Dataset excerpt
◇ ◇ ◇
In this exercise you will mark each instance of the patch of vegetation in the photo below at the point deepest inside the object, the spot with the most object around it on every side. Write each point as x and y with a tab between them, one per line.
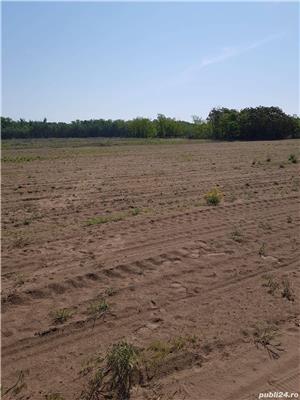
110	291
262	250
237	236
114	379
264	336
19	279
213	197
54	396
272	284
98	309
287	291
157	353
135	211
265	226
20	159
61	315
106	218
125	365
293	158
16	388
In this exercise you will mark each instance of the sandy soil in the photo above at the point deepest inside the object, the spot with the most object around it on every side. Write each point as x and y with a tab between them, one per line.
168	265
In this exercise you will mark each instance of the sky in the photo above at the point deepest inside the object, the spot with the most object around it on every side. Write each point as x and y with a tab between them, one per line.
78	60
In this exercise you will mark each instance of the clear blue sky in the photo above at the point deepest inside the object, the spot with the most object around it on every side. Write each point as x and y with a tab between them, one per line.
67	61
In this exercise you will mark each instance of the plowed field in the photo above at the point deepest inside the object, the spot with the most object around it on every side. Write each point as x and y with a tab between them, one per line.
127	226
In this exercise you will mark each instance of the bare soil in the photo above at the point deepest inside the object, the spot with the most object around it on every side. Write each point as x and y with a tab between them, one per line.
129	224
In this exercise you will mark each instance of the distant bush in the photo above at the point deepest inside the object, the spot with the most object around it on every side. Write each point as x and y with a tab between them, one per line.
259	123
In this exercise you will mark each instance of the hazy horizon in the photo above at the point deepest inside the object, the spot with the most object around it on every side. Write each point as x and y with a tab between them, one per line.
68	61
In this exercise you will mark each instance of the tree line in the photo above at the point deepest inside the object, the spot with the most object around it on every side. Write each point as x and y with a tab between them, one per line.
259	123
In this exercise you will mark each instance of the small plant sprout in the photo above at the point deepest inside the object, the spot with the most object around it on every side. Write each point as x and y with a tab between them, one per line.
54	396
264	336
262	250
287	291
62	315
293	158
136	211
213	197
98	309
110	291
271	284
236	235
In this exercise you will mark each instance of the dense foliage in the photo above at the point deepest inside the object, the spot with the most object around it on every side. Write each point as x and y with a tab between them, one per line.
260	123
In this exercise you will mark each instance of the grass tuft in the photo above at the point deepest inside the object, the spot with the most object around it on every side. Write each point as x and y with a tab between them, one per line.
293	158
287	291
213	197
62	315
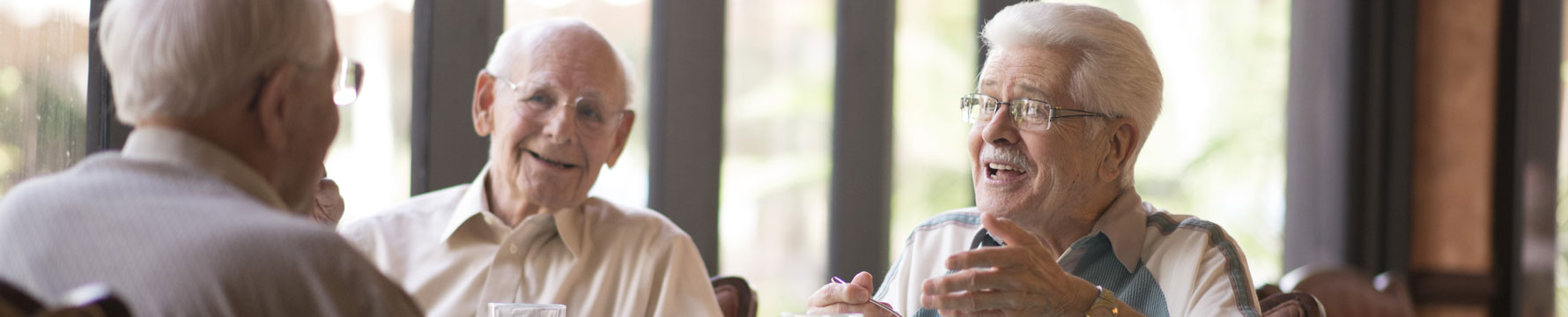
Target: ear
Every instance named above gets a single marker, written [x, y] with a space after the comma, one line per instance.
[271, 106]
[619, 136]
[1123, 144]
[484, 104]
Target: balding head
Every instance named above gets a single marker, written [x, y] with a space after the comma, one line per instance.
[554, 102]
[181, 58]
[521, 43]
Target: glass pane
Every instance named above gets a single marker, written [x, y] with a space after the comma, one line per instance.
[1217, 150]
[933, 64]
[370, 156]
[42, 88]
[1562, 195]
[778, 116]
[626, 24]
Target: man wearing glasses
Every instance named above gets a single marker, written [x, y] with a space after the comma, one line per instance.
[554, 102]
[1065, 100]
[204, 210]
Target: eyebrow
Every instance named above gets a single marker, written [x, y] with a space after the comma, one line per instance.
[1026, 85]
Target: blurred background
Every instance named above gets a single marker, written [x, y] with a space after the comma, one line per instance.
[1218, 150]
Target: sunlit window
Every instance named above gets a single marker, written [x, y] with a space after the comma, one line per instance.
[935, 63]
[778, 116]
[1562, 196]
[370, 156]
[42, 88]
[626, 24]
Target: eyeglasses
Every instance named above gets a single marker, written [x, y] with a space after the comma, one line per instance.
[590, 112]
[1027, 114]
[345, 82]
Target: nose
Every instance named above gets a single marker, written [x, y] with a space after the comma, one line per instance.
[560, 128]
[1001, 129]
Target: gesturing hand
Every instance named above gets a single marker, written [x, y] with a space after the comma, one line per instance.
[847, 297]
[1019, 278]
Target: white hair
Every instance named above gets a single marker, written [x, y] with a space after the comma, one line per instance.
[520, 40]
[1115, 74]
[179, 58]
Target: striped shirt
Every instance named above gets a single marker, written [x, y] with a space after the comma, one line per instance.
[1158, 262]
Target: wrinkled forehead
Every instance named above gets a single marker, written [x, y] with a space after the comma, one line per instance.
[1027, 72]
[570, 58]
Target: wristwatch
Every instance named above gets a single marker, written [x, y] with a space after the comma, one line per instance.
[1106, 302]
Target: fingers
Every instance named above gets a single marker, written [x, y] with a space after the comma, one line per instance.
[839, 294]
[1001, 258]
[844, 308]
[862, 280]
[971, 280]
[971, 313]
[971, 302]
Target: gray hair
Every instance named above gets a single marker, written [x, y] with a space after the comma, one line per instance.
[518, 40]
[1117, 72]
[178, 58]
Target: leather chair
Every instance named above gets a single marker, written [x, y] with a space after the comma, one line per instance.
[736, 297]
[1346, 291]
[92, 300]
[16, 303]
[1291, 305]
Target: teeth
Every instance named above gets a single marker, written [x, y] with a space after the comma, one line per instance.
[1002, 166]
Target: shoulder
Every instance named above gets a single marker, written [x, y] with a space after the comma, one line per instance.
[427, 209]
[946, 223]
[640, 222]
[968, 217]
[1187, 228]
[1183, 239]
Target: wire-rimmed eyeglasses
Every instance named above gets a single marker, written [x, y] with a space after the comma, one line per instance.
[1027, 114]
[593, 114]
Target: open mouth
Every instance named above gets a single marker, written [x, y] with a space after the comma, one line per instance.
[551, 162]
[1002, 172]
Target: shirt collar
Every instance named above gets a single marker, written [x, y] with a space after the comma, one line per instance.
[1123, 225]
[474, 210]
[178, 148]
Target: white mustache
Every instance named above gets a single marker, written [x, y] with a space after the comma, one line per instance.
[1010, 156]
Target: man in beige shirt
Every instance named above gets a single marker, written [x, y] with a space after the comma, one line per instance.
[233, 112]
[554, 102]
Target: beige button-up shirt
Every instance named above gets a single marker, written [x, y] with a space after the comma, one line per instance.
[455, 256]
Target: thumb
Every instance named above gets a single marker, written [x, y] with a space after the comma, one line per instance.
[864, 280]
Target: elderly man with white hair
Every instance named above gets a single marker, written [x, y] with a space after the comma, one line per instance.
[1065, 100]
[204, 209]
[554, 104]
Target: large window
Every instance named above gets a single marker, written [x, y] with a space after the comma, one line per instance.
[935, 62]
[778, 116]
[42, 88]
[370, 156]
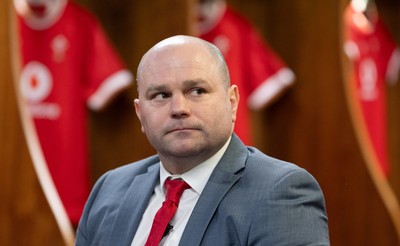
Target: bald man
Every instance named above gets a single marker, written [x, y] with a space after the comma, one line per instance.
[236, 196]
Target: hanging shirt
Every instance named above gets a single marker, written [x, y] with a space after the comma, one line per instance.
[375, 59]
[257, 71]
[67, 65]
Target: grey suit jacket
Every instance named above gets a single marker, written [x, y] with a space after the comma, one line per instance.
[250, 199]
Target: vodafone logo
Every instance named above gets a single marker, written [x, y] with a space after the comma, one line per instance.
[36, 85]
[36, 82]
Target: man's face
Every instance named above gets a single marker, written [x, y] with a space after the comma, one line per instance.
[184, 107]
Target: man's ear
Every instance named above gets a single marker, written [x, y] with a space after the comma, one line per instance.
[137, 110]
[234, 98]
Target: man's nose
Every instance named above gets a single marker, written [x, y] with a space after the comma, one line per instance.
[180, 106]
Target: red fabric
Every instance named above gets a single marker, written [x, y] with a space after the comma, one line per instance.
[250, 61]
[370, 48]
[63, 65]
[163, 216]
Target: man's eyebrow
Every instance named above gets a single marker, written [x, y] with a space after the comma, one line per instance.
[194, 82]
[155, 88]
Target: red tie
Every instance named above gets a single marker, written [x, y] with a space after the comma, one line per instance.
[175, 188]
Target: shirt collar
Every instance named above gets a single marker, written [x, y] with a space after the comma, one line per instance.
[198, 176]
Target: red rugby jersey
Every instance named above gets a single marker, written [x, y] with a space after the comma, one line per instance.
[259, 73]
[68, 66]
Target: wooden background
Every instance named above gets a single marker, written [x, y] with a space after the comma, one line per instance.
[309, 125]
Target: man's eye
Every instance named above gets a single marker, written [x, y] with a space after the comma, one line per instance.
[160, 96]
[197, 91]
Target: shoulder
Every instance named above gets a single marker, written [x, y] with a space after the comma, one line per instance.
[272, 172]
[129, 171]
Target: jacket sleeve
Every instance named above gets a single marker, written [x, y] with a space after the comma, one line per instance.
[297, 206]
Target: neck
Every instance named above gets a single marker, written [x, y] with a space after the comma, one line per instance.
[180, 165]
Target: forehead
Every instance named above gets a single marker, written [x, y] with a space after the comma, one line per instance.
[177, 62]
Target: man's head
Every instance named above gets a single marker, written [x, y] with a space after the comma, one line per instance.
[186, 104]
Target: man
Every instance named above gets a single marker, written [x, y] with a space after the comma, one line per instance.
[237, 195]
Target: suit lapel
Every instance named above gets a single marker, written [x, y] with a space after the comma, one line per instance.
[224, 176]
[133, 206]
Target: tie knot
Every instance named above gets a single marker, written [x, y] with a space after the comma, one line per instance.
[175, 188]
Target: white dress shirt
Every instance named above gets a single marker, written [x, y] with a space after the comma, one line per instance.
[197, 179]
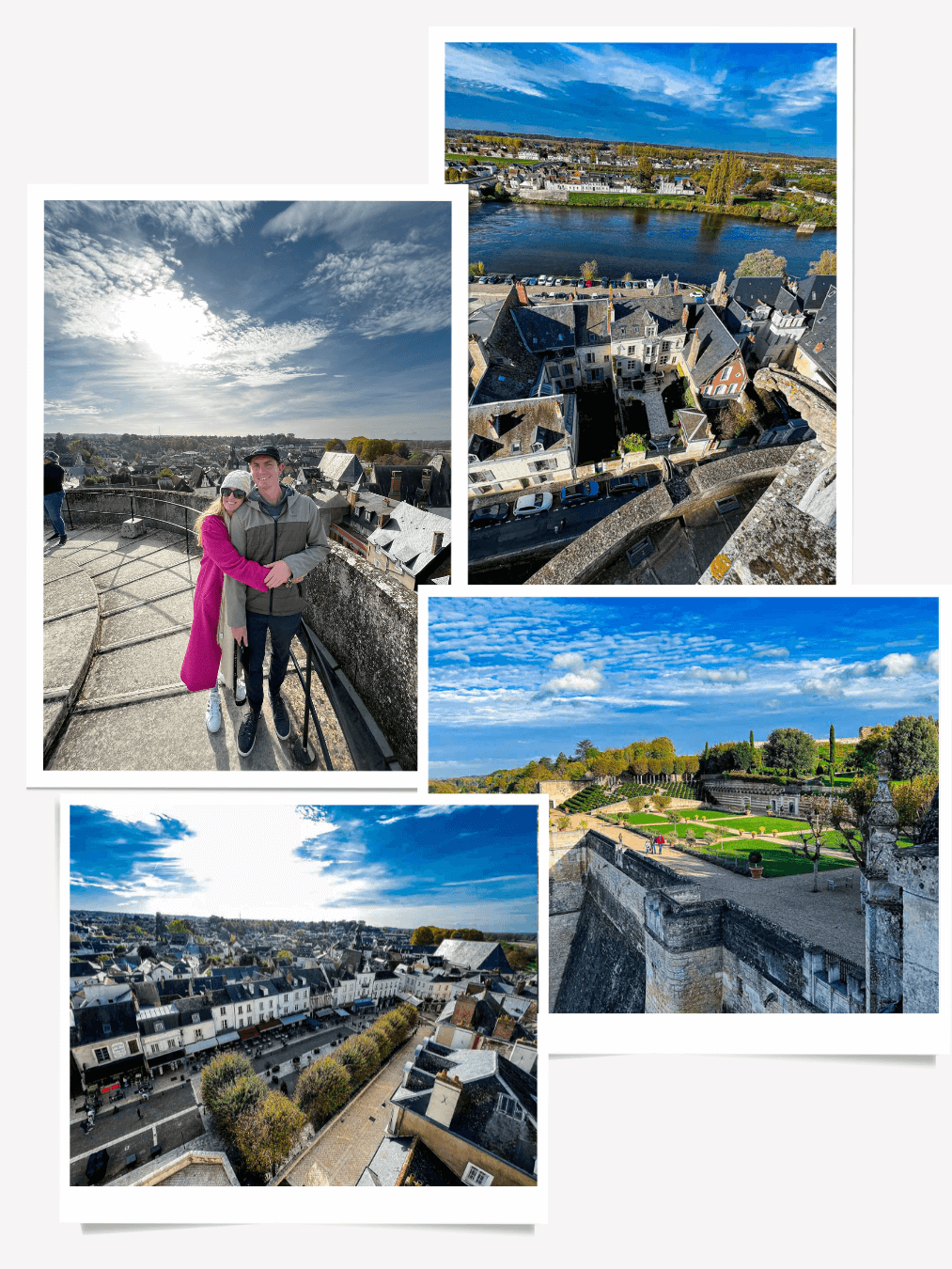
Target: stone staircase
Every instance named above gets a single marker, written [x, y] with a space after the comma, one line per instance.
[117, 619]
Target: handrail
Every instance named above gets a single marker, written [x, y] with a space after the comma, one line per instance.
[367, 746]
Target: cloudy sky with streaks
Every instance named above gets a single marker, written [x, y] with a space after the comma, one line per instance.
[739, 97]
[517, 679]
[394, 865]
[319, 319]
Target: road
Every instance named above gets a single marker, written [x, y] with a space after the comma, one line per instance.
[532, 532]
[169, 1119]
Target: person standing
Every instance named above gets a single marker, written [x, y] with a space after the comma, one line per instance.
[54, 494]
[282, 529]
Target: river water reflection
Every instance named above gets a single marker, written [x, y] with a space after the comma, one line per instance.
[527, 239]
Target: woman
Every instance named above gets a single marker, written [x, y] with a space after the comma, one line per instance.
[205, 666]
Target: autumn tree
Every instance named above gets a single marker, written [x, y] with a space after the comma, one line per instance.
[826, 264]
[322, 1089]
[265, 1132]
[762, 264]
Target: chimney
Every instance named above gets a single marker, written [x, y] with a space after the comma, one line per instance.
[694, 348]
[445, 1098]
◇ ◇ ◇
_Written problem_:
Lay out the lines of the records above as a Markdown table with the columns No. and Line, covering everything from the line containing "Target: wristwatch" down to the line containing "[1002, 172]", with both ends included. Number each row and leave out blank lines.

_The answer_:
| No. | Line |
|---|---|
| 1 | Target: wristwatch |
| 2 | Every instance named above gets a single marker, written [x, y] with a space after the comma, one line per instance. |
| 3 | [1106, 302] |
| 4 | Target: fingers |
| 5 | Every instance named above gets a single marker, written [x, y] with a space after the comma, one line per instance. |
| 6 | [839, 294] |
| 7 | [1001, 258] |
| 8 | [844, 308] |
| 9 | [862, 280] |
| 10 | [971, 280] |
| 11 | [971, 313] |
| 12 | [971, 302] |
| 13 | Target: gray hair |
| 14 | Every instance named above gets a single marker, written [x, y] with a space after the comma, one line per instance. |
| 15 | [518, 40] |
| 16 | [1117, 72] |
| 17 | [178, 58] |
| 18 | Target: leather chair |
| 19 | Every instance named above gets a single marker, written [x, y] with a space after the comma, one line per instance. |
| 20 | [736, 297] |
| 21 | [1346, 291] |
| 22 | [92, 300] |
| 23 | [16, 303] |
| 24 | [1291, 305] |
| 25 | Target: teeth |
| 26 | Every instance named above gets a single marker, written [x, y] with a space after the comma, one line per instance. |
| 27 | [1002, 166] |
| 28 | Target: shoulder |
| 29 | Every instance named above gets a single marker, written [x, y] with a space after the comma, one line per instance. |
| 30 | [427, 209] |
| 31 | [946, 223] |
| 32 | [640, 222] |
| 33 | [968, 217] |
| 34 | [1187, 228] |
| 35 | [1183, 239] |
| 36 | Target: wire-rimmed eyeglasses |
| 37 | Every instance named above gets a single marker, written [x, y] with a space after the comma, one line per instance. |
| 38 | [1027, 114] |
| 39 | [593, 114] |
| 40 | Target: open mouth |
| 41 | Every instance named above gets a single marker, written [x, y] with a space after the comma, one line per instance. |
| 42 | [551, 162] |
| 43 | [1002, 172] |